Task goal → Since pictures are not part of the copy, please output only the lines from the one with "Trace the outline of every instance of the dark" through the end of the data below, exactly as written.

Segmentation mask data →
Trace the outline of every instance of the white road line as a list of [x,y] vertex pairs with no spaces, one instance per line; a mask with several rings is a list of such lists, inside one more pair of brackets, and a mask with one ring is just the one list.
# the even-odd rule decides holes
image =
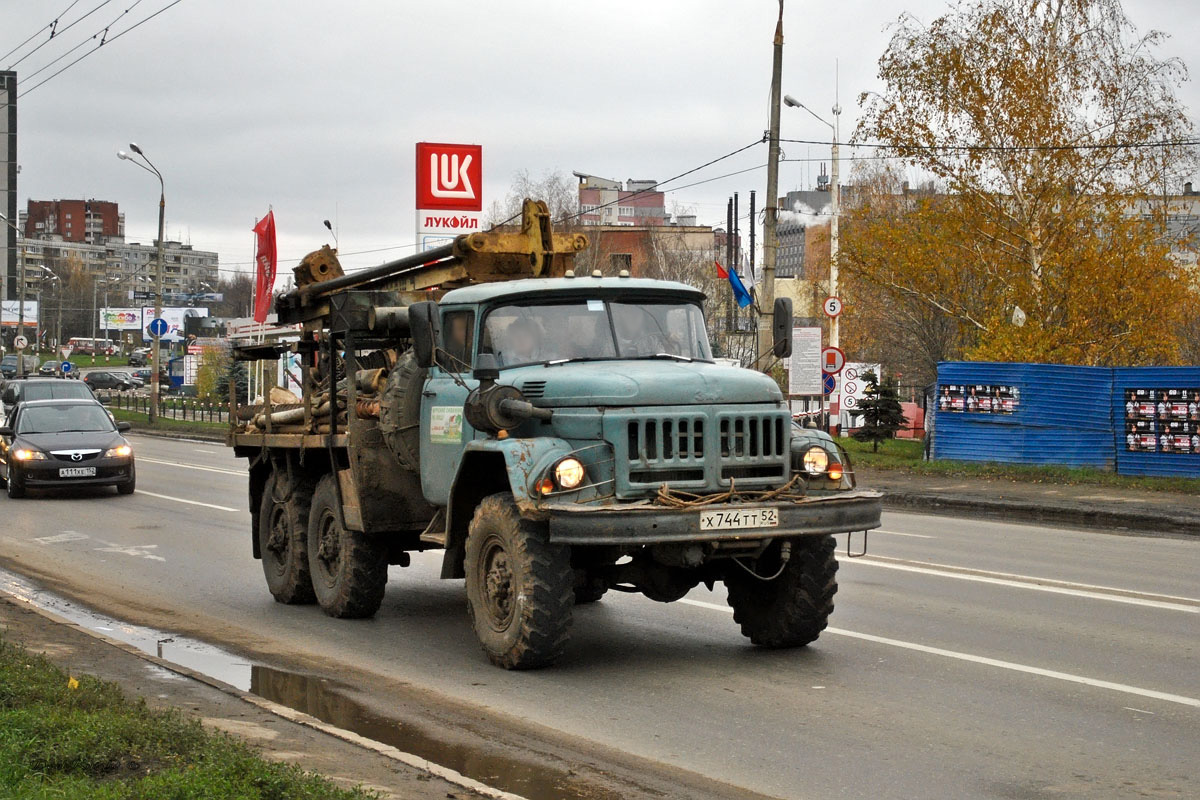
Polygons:
[[[1190,601],[1197,605],[1185,605],[1184,603],[1172,603],[1166,600],[1152,600],[1146,597],[1134,597],[1127,594],[1119,594],[1125,590],[1116,589],[1106,586],[1091,586],[1090,584],[1074,584],[1076,586],[1089,586],[1089,589],[1075,589],[1071,585],[1062,585],[1064,582],[1050,581],[1047,578],[1034,578],[1027,575],[1009,575],[1007,577],[991,577],[992,575],[1004,575],[1004,573],[989,573],[980,575],[978,573],[983,570],[971,570],[969,572],[954,571],[949,569],[936,569],[930,567],[918,567],[909,564],[896,564],[886,561],[877,561],[875,557],[863,556],[859,558],[840,559],[842,564],[856,564],[864,567],[881,567],[883,569],[894,569],[901,572],[915,572],[920,575],[936,575],[939,578],[953,578],[959,581],[974,581],[975,583],[987,583],[993,586],[1007,586],[1014,589],[1029,589],[1035,592],[1049,592],[1050,594],[1065,594],[1071,597],[1085,597],[1089,600],[1108,600],[1113,603],[1125,603],[1131,606],[1144,606],[1146,608],[1159,608],[1166,611],[1182,611],[1186,614],[1200,614],[1200,600],[1195,600],[1190,597],[1176,598],[1179,600]],[[923,563],[923,562],[922,562]],[[934,565],[935,567],[945,567],[946,565]],[[1047,583],[1039,583],[1038,581],[1047,581]],[[1054,585],[1058,584],[1058,585]],[[1100,591],[1092,591],[1098,589]],[[1115,594],[1107,594],[1106,592],[1114,592]],[[1161,596],[1161,595],[1160,595]]]
[[195,470],[199,470],[200,472],[220,472],[225,475],[245,475],[246,474],[245,470],[240,470],[240,469],[226,469],[224,467],[202,467],[199,464],[180,464],[177,461],[162,461],[157,458],[146,458],[145,456],[138,456],[137,460],[144,461],[147,464],[162,464],[163,466],[167,466],[167,467],[179,467],[180,469],[195,469]]
[[[686,603],[690,606],[699,608],[707,608],[712,611],[723,611],[727,614],[732,614],[733,609],[728,606],[719,606],[716,603],[706,603],[703,600],[691,600],[684,598],[681,603]],[[1084,686],[1091,686],[1097,689],[1108,689],[1113,692],[1123,692],[1124,694],[1137,695],[1139,697],[1149,697],[1154,700],[1162,700],[1167,703],[1177,703],[1183,706],[1191,706],[1192,708],[1200,708],[1200,699],[1195,697],[1185,697],[1180,694],[1171,694],[1169,692],[1160,692],[1156,689],[1143,689],[1140,686],[1130,686],[1124,683],[1114,683],[1113,681],[1102,681],[1097,678],[1088,678],[1083,675],[1074,675],[1070,672],[1059,672],[1053,669],[1042,669],[1041,667],[1031,667],[1027,664],[1017,664],[1012,661],[1001,661],[998,658],[988,658],[987,656],[977,656],[972,653],[961,653],[957,650],[945,650],[941,647],[930,647],[925,644],[917,644],[916,642],[905,642],[900,639],[889,639],[886,636],[875,636],[870,633],[859,633],[858,631],[848,631],[844,628],[826,628],[826,633],[832,633],[837,636],[847,636],[851,639],[862,639],[875,644],[886,644],[891,647],[899,647],[904,650],[915,650],[918,653],[927,653],[934,656],[942,656],[943,658],[953,658],[957,661],[967,661],[972,664],[983,664],[988,667],[996,667],[998,669],[1007,669],[1012,672],[1022,672],[1026,675],[1037,675],[1043,678],[1053,678],[1059,681],[1068,683],[1079,683]]]
[[213,503],[201,503],[199,500],[187,500],[182,497],[172,497],[169,494],[155,494],[154,492],[147,492],[144,489],[138,489],[137,493],[144,494],[147,497],[157,497],[159,500],[174,500],[176,503],[187,503],[189,506],[203,506],[205,508],[215,508],[217,511],[232,511],[234,514],[240,514],[242,512],[242,510],[240,508],[230,508],[229,506],[218,506],[218,505],[214,505]]
[[871,533],[886,533],[888,536],[911,536],[914,539],[936,539],[936,536],[929,536],[924,533],[902,533],[901,531],[885,531],[882,528],[876,528]]

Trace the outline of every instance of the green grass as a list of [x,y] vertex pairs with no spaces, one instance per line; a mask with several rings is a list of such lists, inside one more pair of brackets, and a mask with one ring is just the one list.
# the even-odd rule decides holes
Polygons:
[[72,676],[0,636],[0,793],[14,800],[362,800],[177,711]]
[[1156,492],[1200,492],[1200,478],[1157,478],[1117,475],[1089,467],[1059,467],[1034,464],[1001,464],[975,461],[922,461],[925,443],[917,439],[881,442],[872,452],[869,442],[839,438],[855,464],[875,469],[904,470],[915,475],[964,478],[1005,478],[1029,483],[1094,484]]
[[[58,352],[47,352],[41,355],[42,361],[58,361],[60,358],[62,358],[62,354]],[[71,357],[67,360],[74,364],[77,369],[79,367],[113,367],[115,369],[116,367],[129,366],[128,356],[109,356],[108,360],[105,360],[105,357],[102,355],[86,356],[82,353],[72,353]]]
[[227,422],[193,422],[190,419],[171,419],[161,416],[157,422],[151,425],[144,411],[129,411],[128,409],[115,408],[113,406],[109,406],[108,410],[112,412],[113,417],[118,422],[131,423],[135,431],[152,430],[180,434],[203,433],[211,436],[214,433],[224,433],[229,429],[229,423]]

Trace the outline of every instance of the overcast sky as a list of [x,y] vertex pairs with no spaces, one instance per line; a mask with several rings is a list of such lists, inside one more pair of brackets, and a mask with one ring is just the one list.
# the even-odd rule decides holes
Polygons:
[[[60,30],[101,0],[79,0]],[[27,75],[132,11],[110,37],[170,0],[109,2],[16,69],[28,90],[74,56]],[[0,53],[70,0],[0,0]],[[931,21],[945,0],[789,0],[784,91],[829,116],[840,61],[842,138],[857,96],[878,89],[876,62],[902,11]],[[1126,0],[1142,29],[1172,39],[1162,56],[1200,41],[1200,3]],[[115,153],[137,142],[166,176],[171,238],[217,250],[248,270],[250,228],[275,209],[281,269],[327,241],[362,267],[412,252],[413,144],[483,145],[484,207],[513,174],[574,170],[665,180],[761,137],[767,125],[774,0],[608,0],[605,3],[397,0],[183,0],[21,98],[20,206],[28,198],[120,204],[127,238],[153,239],[154,179]],[[40,41],[44,38],[39,37]],[[3,59],[7,67],[30,48]],[[1197,80],[1182,98],[1196,119]],[[829,129],[784,109],[783,135]],[[789,158],[827,160],[791,144]],[[692,183],[765,162],[765,147],[698,173]],[[810,188],[819,164],[787,163],[782,191]],[[668,193],[723,225],[725,198],[765,193],[763,169]],[[668,187],[669,189],[669,187]],[[402,249],[407,248],[407,249]]]

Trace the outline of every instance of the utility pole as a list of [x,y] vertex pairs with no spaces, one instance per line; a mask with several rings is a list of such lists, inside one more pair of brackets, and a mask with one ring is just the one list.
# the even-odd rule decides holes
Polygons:
[[757,282],[754,272],[754,229],[758,227],[758,217],[754,213],[754,190],[750,190],[750,278]]
[[[775,257],[779,249],[776,223],[779,218],[779,104],[783,79],[783,0],[779,0],[779,20],[775,23],[775,52],[771,60],[771,129],[767,132],[767,203],[763,208],[763,279],[762,313],[758,317],[758,353],[762,358],[771,351],[771,314],[775,308]],[[770,359],[761,362],[764,372]]]
[[[836,87],[836,82],[835,82]],[[841,186],[838,178],[838,140],[840,137],[840,126],[842,117],[842,106],[837,101],[837,90],[834,89],[833,100],[833,185],[830,187],[829,205],[832,218],[829,220],[829,294],[832,297],[838,296],[838,217],[841,208]],[[829,344],[833,347],[840,347],[839,342],[841,324],[841,315],[834,317],[829,322]],[[841,381],[838,381],[840,384]],[[839,385],[839,390],[841,386]]]
[[[733,269],[733,198],[725,206],[725,269]],[[724,294],[724,292],[722,292]],[[729,351],[733,352],[733,294],[728,295],[725,306],[725,335],[729,343]],[[726,356],[729,353],[725,354]]]

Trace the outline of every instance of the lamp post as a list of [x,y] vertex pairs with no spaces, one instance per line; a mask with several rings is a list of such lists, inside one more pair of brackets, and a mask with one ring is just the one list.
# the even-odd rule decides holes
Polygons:
[[[801,103],[790,94],[783,98],[785,105],[792,108],[803,108],[809,114],[812,114],[820,122],[829,126],[833,133],[833,163],[831,179],[833,184],[829,187],[829,294],[831,297],[838,296],[838,219],[841,210],[841,187],[838,178],[838,131],[841,125],[842,107],[837,102],[833,105],[833,124],[827,122],[820,114],[813,111],[808,106]],[[841,346],[841,316],[831,317],[829,320],[829,344],[831,347]],[[840,410],[840,389],[841,382],[835,383],[838,391],[830,395],[830,399],[839,403]]]
[[[158,171],[158,167],[154,166],[150,159],[146,158],[146,154],[142,152],[142,148],[138,147],[134,142],[129,143],[129,149],[139,156],[145,164],[136,160],[133,156],[126,153],[124,150],[117,151],[117,158],[122,161],[128,161],[135,166],[141,167],[149,173],[152,173],[158,178],[158,265],[155,269],[157,277],[155,279],[154,290],[154,318],[158,319],[162,316],[162,293],[163,293],[163,220],[167,211],[167,190],[163,183],[162,173]],[[159,397],[159,381],[158,373],[162,369],[162,354],[160,351],[161,337],[158,333],[158,328],[151,332],[153,337],[153,368],[150,373],[150,413],[148,415],[150,424],[154,424],[158,420],[158,397]]]
[[[32,269],[36,269],[39,272],[45,273],[38,281],[37,288],[37,317],[33,326],[33,341],[36,343],[36,347],[34,348],[36,350],[40,348],[42,344],[42,286],[46,283],[46,281],[58,282],[58,276],[40,264],[34,264]],[[62,285],[61,282],[59,285]]]

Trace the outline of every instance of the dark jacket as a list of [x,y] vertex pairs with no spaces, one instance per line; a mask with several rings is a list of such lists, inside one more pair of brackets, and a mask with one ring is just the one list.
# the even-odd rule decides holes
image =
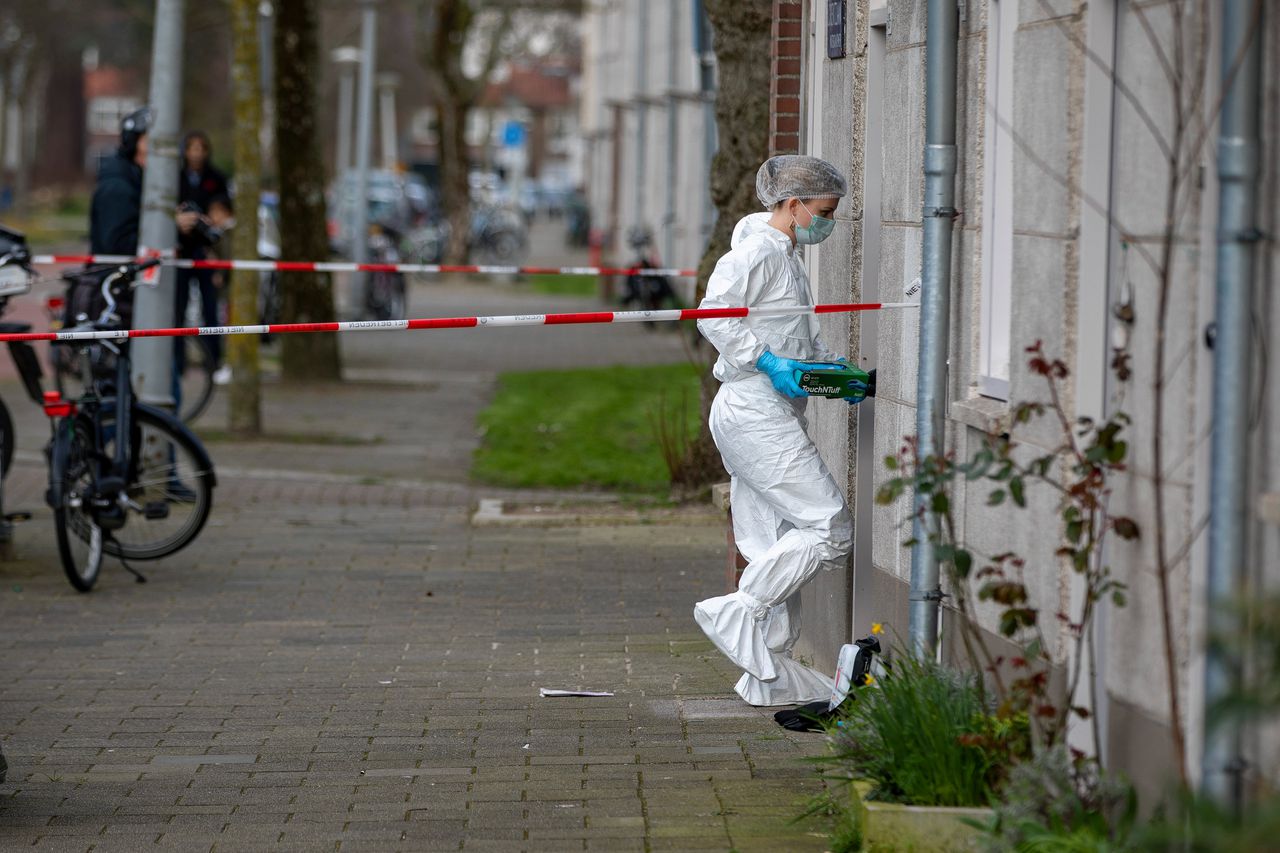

Output for this exercise →
Trace the outline of every instance of the dark jacket as a list of [x,y] vertex pairs with no spaces, one instance per line; a mask with several rings is a list of such lists, inside one more pair of brackets, and a mask with one ring is just the one list.
# the even-odd rule decides holes
image =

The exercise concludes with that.